When President Farooq Leghari, once her confidant, threw her government out in 1996, her husband also faced the unlikely charge of killing Mir Murtaza Bhutto, her only brother then living. The “queen of hearts” degenerated into the “princess” of a 1997 British Broadcasting Corporation documentary which dubbed Zardari the “play-boy” who had siphoned off hundreds of millions of dollars earned as commissions and kickbacks while Bhutto ruled in Islamabad. The “princess”was shown to have a weakness for costly jewellery and the “playboy” was alleged to have houses in all the important cities in the world, including a multi-million pound palace in the exclusive London suburb of Surrey.In the 1997 elections, hence, it was a payback time. Her supporters voted with their feet by not turning up at the polling stations, cutting her down to a political size she could not reconcile with easily. Heartbroken and almost on the verge of becoming irrelevant to politics in her country, Bhutto acquired a siege mentality, looking for demons where none existed.
Like all those suffering from an acute sense of victimhood, she failed to take even the slightest constructive criticism in her stride. With her political fortunes at their lowest and her husband in jail for the long haul,she decided to be with her children and went into self-imposed exile in 1998 when Nawaz Sharif was prime minister. In retrospect, the decision may some day pay rich political dividends as it was the only time a growing Bilawal spent in the company of his mother, who had been through all that Pakistani politics is made up of.
During the mid-1990s Bhutto felt increasingly alone in the political battlefield as she was almost always at the receiving end of an official accountability drive, even after her removal from power, as well as the focus of unending media reporting into the fabulous wealth that she had allegedly stashed away in foreign accounts and properties abroad.
On a personal level, too, she was nothing but an embattled and challenged occupant of the Bhutto throne. After her brother came back to Pakistan in 1993 and ran for about two dozen seats in Sindh against her party’s nominees in the general elections, one critical factor that he was banking on was support from their mother Nusrat Bhutto. The mother canvassed for her “favourite” offspring, openly suspecting her daughter’s credentials to head her deceased husband’s party. By 1996, these family fissures became all the more visible when Mir Murtaza’s widow and his children accused their aunt and her husband of killing him. The only solace that Benazir Bhutto could secure came in the shape of the successful ouster of her mother from the party’s leadership and the electoral success of her nominees against her own brothers. The bitter memories of those bad old days still vitiate the relations between the two parts of the Bhutto family and reverberated even after her death and the subsequent bequeathing of party leadership to her husband and then to her son. Nervous sympathisers feared this could again lead to a feud in the family over who genuinely deserved to carry on Zulfikar Ali Bhutto’s political mantle.

..........

- **Task to complete**
Can you carry the passage on Benazir Bhutto forward from its last sentence? The items have nothing to do with the passage on Benazir Bhutto.

..........

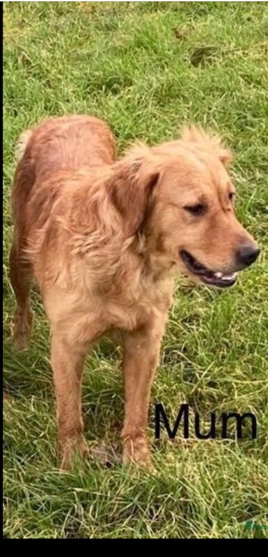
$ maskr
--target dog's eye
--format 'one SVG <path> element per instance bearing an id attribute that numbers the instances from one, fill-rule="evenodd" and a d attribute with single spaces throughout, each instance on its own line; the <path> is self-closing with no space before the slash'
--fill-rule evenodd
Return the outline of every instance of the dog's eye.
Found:
<path id="1" fill-rule="evenodd" d="M 205 206 L 202 205 L 202 203 L 196 203 L 196 205 L 188 205 L 187 207 L 184 207 L 184 209 L 188 211 L 188 212 L 191 213 L 191 214 L 203 214 L 205 211 Z"/>

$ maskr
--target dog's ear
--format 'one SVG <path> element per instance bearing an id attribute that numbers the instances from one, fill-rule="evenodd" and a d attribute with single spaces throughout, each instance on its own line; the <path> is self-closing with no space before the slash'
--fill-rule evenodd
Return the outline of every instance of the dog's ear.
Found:
<path id="1" fill-rule="evenodd" d="M 159 174 L 151 150 L 144 145 L 132 148 L 115 165 L 108 187 L 111 200 L 123 217 L 126 235 L 141 229 Z"/>
<path id="2" fill-rule="evenodd" d="M 226 168 L 232 159 L 231 151 L 223 145 L 221 138 L 212 132 L 207 132 L 193 125 L 185 126 L 182 130 L 182 139 L 190 143 L 199 143 L 200 147 L 214 151 Z"/>

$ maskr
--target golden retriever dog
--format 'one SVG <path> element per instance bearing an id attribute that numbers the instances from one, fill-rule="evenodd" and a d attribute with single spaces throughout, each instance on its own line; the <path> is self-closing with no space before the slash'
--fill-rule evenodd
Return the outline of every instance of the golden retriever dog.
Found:
<path id="1" fill-rule="evenodd" d="M 55 118 L 24 132 L 13 190 L 14 340 L 27 346 L 32 279 L 52 331 L 61 466 L 84 453 L 85 356 L 104 334 L 123 349 L 123 462 L 150 463 L 150 389 L 176 272 L 231 286 L 259 249 L 238 222 L 229 151 L 190 126 L 180 139 L 137 144 L 120 159 L 108 126 Z"/>

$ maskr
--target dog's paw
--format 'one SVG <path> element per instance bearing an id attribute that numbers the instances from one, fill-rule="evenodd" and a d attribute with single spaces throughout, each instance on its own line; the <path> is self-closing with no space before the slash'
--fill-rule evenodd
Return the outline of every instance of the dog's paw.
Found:
<path id="1" fill-rule="evenodd" d="M 61 471 L 70 470 L 77 459 L 84 458 L 88 453 L 88 447 L 84 435 L 72 437 L 61 444 Z"/>
<path id="2" fill-rule="evenodd" d="M 153 470 L 151 455 L 146 439 L 143 437 L 128 437 L 123 441 L 123 462 L 124 464 L 136 464 Z"/>
<path id="3" fill-rule="evenodd" d="M 14 346 L 16 350 L 22 352 L 28 348 L 33 313 L 29 309 L 26 312 L 22 313 L 17 311 L 13 324 L 13 335 Z"/>

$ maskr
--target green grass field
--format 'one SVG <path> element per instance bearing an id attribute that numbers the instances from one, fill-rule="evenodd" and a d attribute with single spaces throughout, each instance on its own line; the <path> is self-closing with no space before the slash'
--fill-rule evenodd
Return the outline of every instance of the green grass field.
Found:
<path id="1" fill-rule="evenodd" d="M 4 535 L 7 538 L 268 537 L 268 7 L 260 2 L 4 3 Z M 178 283 L 155 382 L 149 434 L 157 473 L 93 456 L 57 469 L 49 327 L 37 292 L 29 350 L 16 353 L 8 257 L 15 149 L 49 116 L 103 118 L 119 150 L 194 121 L 234 150 L 237 210 L 262 247 L 232 290 Z M 266 252 L 266 253 L 265 253 Z M 120 354 L 88 356 L 86 436 L 118 453 Z M 257 439 L 154 439 L 155 402 L 253 412 Z M 265 528 L 245 528 L 246 521 Z"/>

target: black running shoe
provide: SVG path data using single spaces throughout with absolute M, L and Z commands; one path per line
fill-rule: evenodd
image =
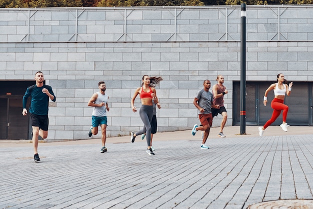
M 136 138 L 136 136 L 134 136 L 134 134 L 135 134 L 135 132 L 132 132 L 132 138 L 130 138 L 130 139 L 132 140 L 132 142 L 134 143 L 134 142 L 135 141 L 135 138 Z
M 35 154 L 34 156 L 34 160 L 35 162 L 40 161 L 40 158 L 39 158 L 39 155 L 38 155 L 38 153 Z
M 106 148 L 104 146 L 103 148 L 101 148 L 101 151 L 100 152 L 102 153 L 104 153 L 106 151 L 108 151 L 108 149 Z
M 151 148 L 150 148 L 150 149 L 147 149 L 146 152 L 146 153 L 148 153 L 148 154 L 150 156 L 154 155 L 154 153 L 153 152 Z

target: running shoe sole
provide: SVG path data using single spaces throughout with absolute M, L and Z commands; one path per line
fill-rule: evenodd
M 104 149 L 102 150 L 101 149 L 101 150 L 100 151 L 100 152 L 101 153 L 104 153 L 105 152 L 106 152 L 106 151 L 108 151 L 108 149 L 106 148 L 104 148 Z
M 130 138 L 130 140 L 132 140 L 132 143 L 134 143 L 134 142 L 135 141 L 135 138 L 134 136 L 134 132 L 132 132 L 132 137 Z

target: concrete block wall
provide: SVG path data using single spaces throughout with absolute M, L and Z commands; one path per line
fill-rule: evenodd
M 247 7 L 246 80 L 275 80 L 280 72 L 313 80 L 312 8 Z M 130 102 L 143 75 L 164 78 L 157 117 L 165 132 L 198 122 L 194 96 L 204 80 L 214 84 L 222 74 L 232 126 L 240 22 L 238 6 L 0 9 L 0 80 L 32 80 L 42 71 L 57 98 L 48 139 L 74 140 L 88 138 L 87 103 L 100 80 L 110 98 L 107 134 L 114 136 L 142 127 Z

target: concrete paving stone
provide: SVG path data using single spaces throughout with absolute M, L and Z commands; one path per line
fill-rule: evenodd
M 108 138 L 104 154 L 99 138 L 40 143 L 38 163 L 31 144 L 0 141 L 0 208 L 232 208 L 312 199 L 313 132 L 306 130 L 262 138 L 226 131 L 209 136 L 208 150 L 190 130 L 158 133 L 154 156 L 129 136 Z

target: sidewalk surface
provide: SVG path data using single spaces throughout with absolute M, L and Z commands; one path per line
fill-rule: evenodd
M 104 154 L 100 138 L 42 142 L 37 163 L 31 143 L 1 140 L 0 208 L 264 208 L 313 199 L 312 127 L 272 126 L 262 138 L 246 130 L 226 126 L 220 138 L 212 128 L 210 150 L 200 149 L 200 132 L 157 133 L 152 156 L 140 136 L 108 138 Z

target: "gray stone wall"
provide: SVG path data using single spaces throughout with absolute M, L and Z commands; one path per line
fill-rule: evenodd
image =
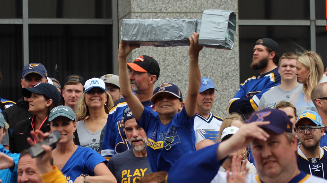
M 119 32 L 123 19 L 201 19 L 203 10 L 209 8 L 232 10 L 237 14 L 237 1 L 118 0 Z M 228 115 L 228 102 L 240 83 L 238 27 L 236 31 L 232 50 L 204 48 L 199 56 L 201 77 L 212 79 L 218 90 L 212 112 L 222 118 Z M 153 57 L 160 67 L 160 76 L 155 85 L 163 82 L 173 83 L 180 87 L 185 99 L 188 82 L 188 49 L 187 46 L 144 47 L 133 50 L 129 59 L 131 61 L 132 58 L 142 55 Z

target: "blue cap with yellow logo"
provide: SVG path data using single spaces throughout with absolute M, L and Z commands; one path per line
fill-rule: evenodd
M 260 126 L 278 134 L 284 132 L 292 132 L 293 124 L 284 111 L 276 109 L 266 108 L 256 111 L 249 119 L 249 123 L 257 121 L 270 121 L 267 125 Z
M 36 73 L 45 78 L 48 77 L 48 71 L 44 65 L 40 63 L 31 63 L 24 66 L 22 71 L 22 78 L 32 73 Z
M 164 83 L 157 87 L 153 91 L 153 94 L 151 97 L 151 102 L 153 103 L 156 97 L 163 93 L 169 93 L 183 101 L 183 97 L 181 90 L 177 86 L 169 83 Z
M 295 123 L 296 126 L 299 122 L 303 119 L 309 119 L 316 124 L 319 126 L 322 126 L 322 120 L 318 113 L 310 110 L 307 110 L 301 112 L 298 117 L 298 120 Z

..........

- **Task response**
Till the time she left this world, however, her claim was established beyond any doubt. People looked up and were beholden to her because she remained in the fray and fought politically, unlike her brothers who chose to stay away and use violence as the means to avenge their father’s removal from power, imprisonment and eventual execution.By opting to lie low while the chips were down, Bhutto remained out of Pakistan even when the country was going through yet another momentous period of its turbulent history. Her arch rival, Sharif, already stung by the uneasy cohabitation that the country’s political system had become,decided to do away with some of the obstacles she had tripped over. By removing the presidential powers to sack the cabinets and parliaments, by confronting head-on a judiciary trying to assert its independence and by forcing the resignation of an army chief venting dissidence, he was setting the stage for another massive political showdown in the country — with one novel aspect.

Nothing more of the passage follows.